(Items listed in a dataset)

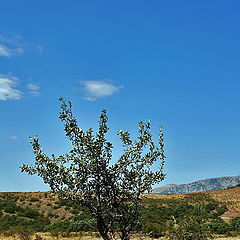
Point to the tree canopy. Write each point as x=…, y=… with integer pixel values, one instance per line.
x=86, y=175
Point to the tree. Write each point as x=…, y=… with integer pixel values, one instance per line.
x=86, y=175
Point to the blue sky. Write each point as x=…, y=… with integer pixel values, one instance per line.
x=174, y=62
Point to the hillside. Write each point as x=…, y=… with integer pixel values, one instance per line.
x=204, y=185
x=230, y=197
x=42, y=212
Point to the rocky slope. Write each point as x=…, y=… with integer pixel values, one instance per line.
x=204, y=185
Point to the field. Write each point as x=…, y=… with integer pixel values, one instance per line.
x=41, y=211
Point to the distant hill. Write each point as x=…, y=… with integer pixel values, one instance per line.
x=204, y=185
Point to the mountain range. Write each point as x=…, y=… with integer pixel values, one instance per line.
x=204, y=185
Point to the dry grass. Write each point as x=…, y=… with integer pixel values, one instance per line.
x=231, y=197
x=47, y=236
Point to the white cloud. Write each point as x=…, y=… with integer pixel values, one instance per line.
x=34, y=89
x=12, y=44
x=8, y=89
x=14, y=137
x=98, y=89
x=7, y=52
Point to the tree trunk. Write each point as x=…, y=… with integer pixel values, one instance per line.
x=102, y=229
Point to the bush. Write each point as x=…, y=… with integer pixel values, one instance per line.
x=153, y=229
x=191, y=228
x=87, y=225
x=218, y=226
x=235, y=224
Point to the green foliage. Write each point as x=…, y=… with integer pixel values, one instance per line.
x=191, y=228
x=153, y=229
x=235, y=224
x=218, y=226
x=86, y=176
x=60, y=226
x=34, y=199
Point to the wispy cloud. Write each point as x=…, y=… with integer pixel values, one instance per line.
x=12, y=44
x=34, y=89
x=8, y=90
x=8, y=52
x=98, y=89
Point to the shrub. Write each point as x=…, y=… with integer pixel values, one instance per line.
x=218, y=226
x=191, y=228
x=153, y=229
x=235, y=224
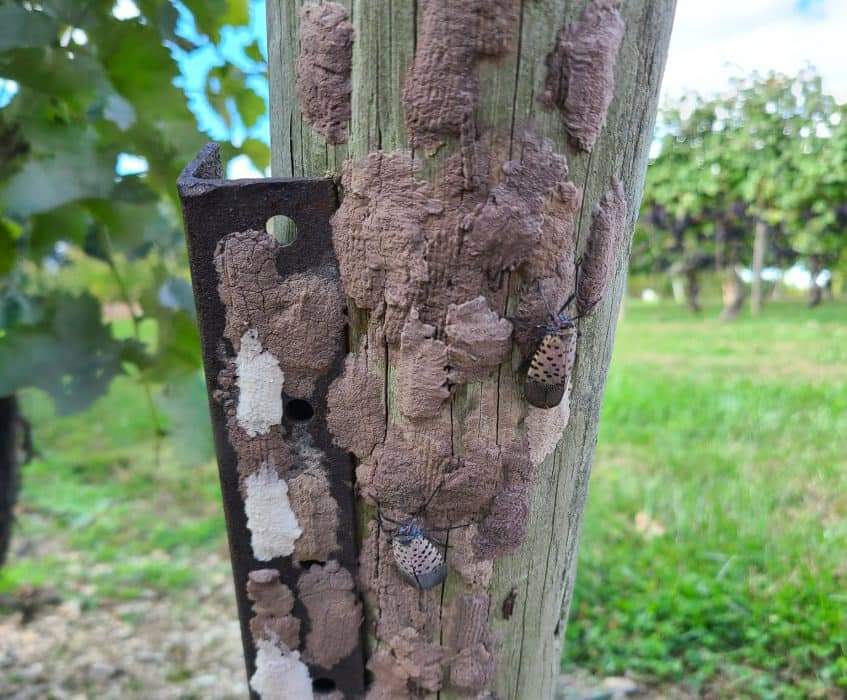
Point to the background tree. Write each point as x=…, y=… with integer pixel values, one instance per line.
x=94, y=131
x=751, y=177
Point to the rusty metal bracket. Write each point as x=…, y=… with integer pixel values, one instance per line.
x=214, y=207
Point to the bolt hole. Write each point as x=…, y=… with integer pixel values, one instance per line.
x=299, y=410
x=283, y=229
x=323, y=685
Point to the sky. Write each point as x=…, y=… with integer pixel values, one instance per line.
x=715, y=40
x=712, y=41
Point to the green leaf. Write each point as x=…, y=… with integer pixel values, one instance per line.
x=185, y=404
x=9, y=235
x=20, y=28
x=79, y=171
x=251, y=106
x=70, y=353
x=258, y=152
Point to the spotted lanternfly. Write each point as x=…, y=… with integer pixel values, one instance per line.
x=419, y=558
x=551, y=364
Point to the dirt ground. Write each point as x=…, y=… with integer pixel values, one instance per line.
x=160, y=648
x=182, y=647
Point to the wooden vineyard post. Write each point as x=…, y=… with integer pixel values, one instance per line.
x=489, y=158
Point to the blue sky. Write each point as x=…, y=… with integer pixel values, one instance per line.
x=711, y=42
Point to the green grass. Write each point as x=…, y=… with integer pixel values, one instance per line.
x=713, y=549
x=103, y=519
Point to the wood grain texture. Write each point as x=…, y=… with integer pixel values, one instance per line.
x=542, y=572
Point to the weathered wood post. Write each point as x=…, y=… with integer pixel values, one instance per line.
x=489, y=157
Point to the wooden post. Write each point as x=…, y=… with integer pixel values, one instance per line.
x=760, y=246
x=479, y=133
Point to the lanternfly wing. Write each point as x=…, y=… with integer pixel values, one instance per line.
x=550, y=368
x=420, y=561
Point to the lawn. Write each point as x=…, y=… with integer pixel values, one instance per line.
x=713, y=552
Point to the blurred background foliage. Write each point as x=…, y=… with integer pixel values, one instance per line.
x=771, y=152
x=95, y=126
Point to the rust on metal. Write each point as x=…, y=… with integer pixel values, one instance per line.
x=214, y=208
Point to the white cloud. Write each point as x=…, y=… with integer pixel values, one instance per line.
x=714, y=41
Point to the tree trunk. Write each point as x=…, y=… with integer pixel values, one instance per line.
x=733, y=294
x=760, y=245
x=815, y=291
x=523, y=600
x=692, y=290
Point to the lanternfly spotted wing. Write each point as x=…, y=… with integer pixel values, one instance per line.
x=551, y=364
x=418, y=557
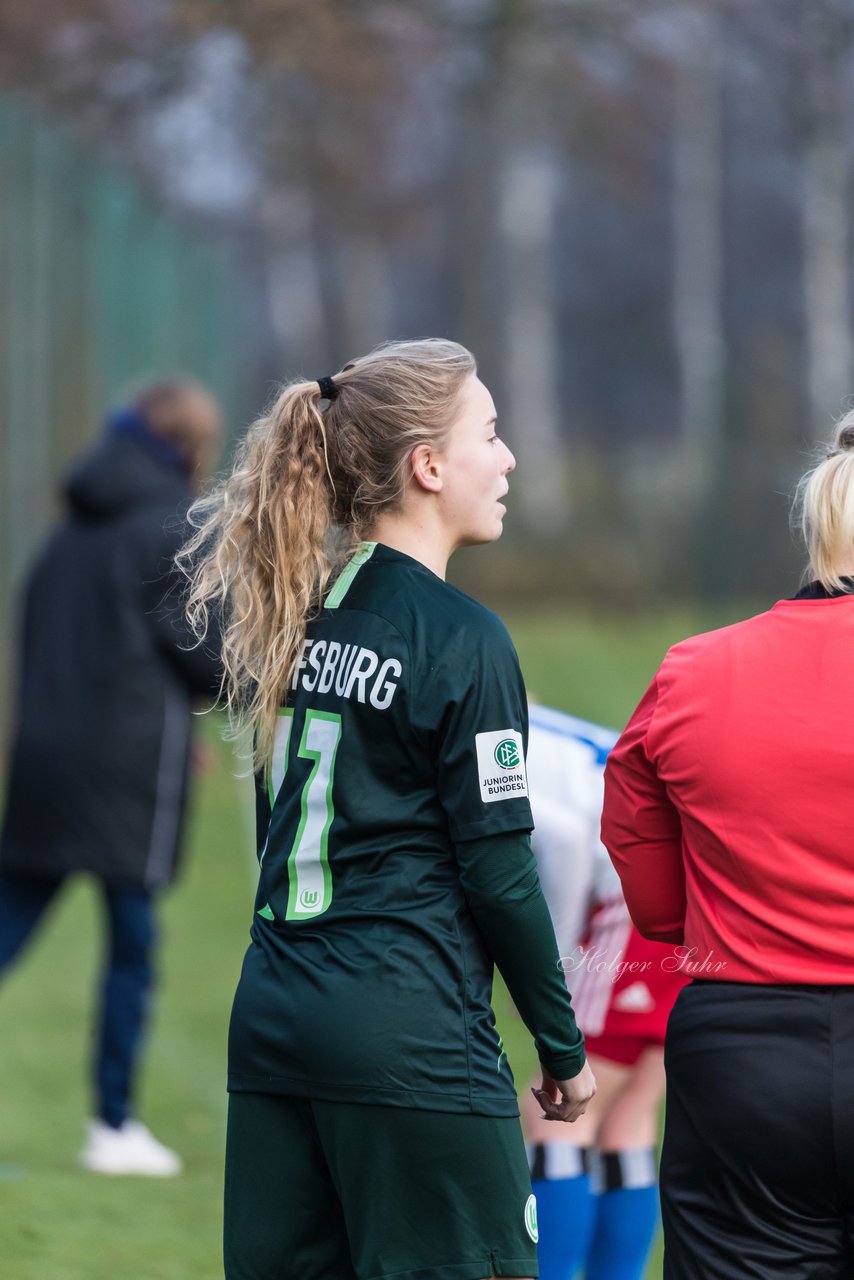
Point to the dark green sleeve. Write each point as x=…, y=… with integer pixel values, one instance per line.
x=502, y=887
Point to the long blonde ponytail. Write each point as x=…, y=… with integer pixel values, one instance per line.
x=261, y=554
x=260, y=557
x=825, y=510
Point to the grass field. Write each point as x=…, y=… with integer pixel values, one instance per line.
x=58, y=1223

> What is being asked: In your copy of the records, include no pictures; repeat everything else exactly.

> Exercise response:
Point to the tree canopy. Write each point as x=…, y=… with integer pixel values, one instance per line.
x=86, y=175
Point to the tree. Write each point as x=…, y=… with integer pixel values, one instance per line.
x=86, y=175
Point to the blue sky. Write each point as x=…, y=… with integer pixel values, one instance per line.
x=174, y=62
Point to the hillside. Write each point as x=…, y=… with integer pixel values, one instance per line.
x=204, y=185
x=230, y=197
x=42, y=212
Point to the rocky slope. Write each point as x=…, y=… with integer pixel values, one instance per line.
x=204, y=185
Point to the field. Write each point as x=…, y=… with integer pixel values, one instance per line.
x=41, y=211
Point to the distant hill. Write each point as x=…, y=… with integer pixel values, one instance per line.
x=204, y=185
Point to the mountain range. Write each point as x=…, y=… with integer pixel values, one instance per line.
x=204, y=185
Point to the dry grass. Write each point as x=…, y=… with integer pixel values, one instance per line.
x=231, y=197
x=47, y=236
Point to the white cloud. Write each point as x=…, y=… with integer pixel values, one instance per line.
x=34, y=89
x=12, y=44
x=8, y=89
x=14, y=137
x=98, y=89
x=7, y=52
Point to the tree trunk. Write each point as x=…, y=… with integer pixel values, one instance per line.
x=102, y=229
Point to the bush. Write each point as x=…, y=… with integer pixel values, one instance per line.
x=153, y=229
x=191, y=228
x=87, y=225
x=218, y=226
x=235, y=224
Point to the green foliage. Write each point as x=…, y=… with integer pixel values, one instance per line.
x=191, y=228
x=153, y=229
x=235, y=224
x=218, y=226
x=86, y=176
x=60, y=226
x=34, y=199
Point to the wispy cloud. Write each point as x=…, y=… with integer pixel values, one instance per line.
x=12, y=44
x=34, y=89
x=8, y=90
x=8, y=52
x=98, y=89
Point to the shrub. Write each point as x=…, y=… with integer pixel values, one instance per line.
x=218, y=226
x=191, y=228
x=153, y=229
x=235, y=224
Point to the background tree. Write each point as x=…, y=… with integer pixel values, one instance per line.
x=94, y=131
x=751, y=177
Point to the rusty metal bracket. Write each point as x=…, y=… with integer pixel values, one instance per line.
x=214, y=207
Point to the bolt hole. Write each point as x=…, y=… with integer pixel values, one instance per line.
x=299, y=410
x=283, y=229
x=323, y=685
Point to the sky. Write each point as x=…, y=… with integer pixel values, one instance per line.
x=715, y=40
x=712, y=41
Point to the green leaf. Write each point as x=…, y=… with integer pixel values, one instance per line.
x=185, y=404
x=9, y=235
x=20, y=28
x=79, y=171
x=251, y=106
x=70, y=353
x=258, y=152
Point to the spotted lanternfly. Write each point as x=…, y=… with integer pixel values, one instance per line.
x=419, y=558
x=551, y=364
Point to the dirt ground. Write each point as x=…, y=… with integer pixel values, one instance per line.
x=160, y=648
x=182, y=647
Point to the wooden vineyard post. Write each point as x=…, y=… with integer pixel values, one instance per line.
x=489, y=158
Point to the blue sky. Write each point as x=…, y=… with integer pixel values, one instance per line.
x=711, y=42
Point to the green grass. Write each point as x=…, y=… with integer pixel values, one instance per line.
x=713, y=549
x=103, y=519
Point to the wood grain texture. Write each point as x=…, y=… with integer pixel values, one instance per line.
x=542, y=572
Point to the weathered wood post. Write each point as x=…, y=… with integer pixel values, one instance per line.
x=489, y=157
Point to the wooden post. Write each point as x=…, y=… with integer pixel values, one instance per line.
x=760, y=246
x=479, y=133
Point to the lanternfly wing. Write each point as x=…, y=… with integer pixel values, one instance per line.
x=550, y=368
x=420, y=561
Point to the lawn. Write each point as x=…, y=… with integer pixel values, one instance per line.
x=713, y=552
Point to the blurred background foliage. Write each point as x=…, y=… with integer pixel values, one instance per line.
x=771, y=152
x=95, y=126
Point to the rust on metal. Write each point as x=…, y=… with integer pixel values, one instance per line.
x=214, y=208
Point to the white cloud. Write each point as x=…, y=… with integer pixel values, one instance per line.
x=714, y=41
Point to the tree trunk. Write each point as x=…, y=… with integer pixel values, one instance per line.
x=733, y=294
x=760, y=245
x=815, y=291
x=523, y=600
x=692, y=290
Point to the lanternfly spotted wing. Write each point as x=…, y=… with integer pixel values, one instance per line.
x=551, y=364
x=418, y=557
Point to the dark green sleeve. Write each point as x=…, y=… with integer pixel values, one instance per line.
x=502, y=887
Point to the long blonde ponytail. Write each point as x=…, y=… with integer pixel values, one instance per line.
x=261, y=554
x=260, y=557
x=825, y=510
Point to the grass field. Write each point as x=…, y=… with integer pixel values, one instance per line.
x=58, y=1223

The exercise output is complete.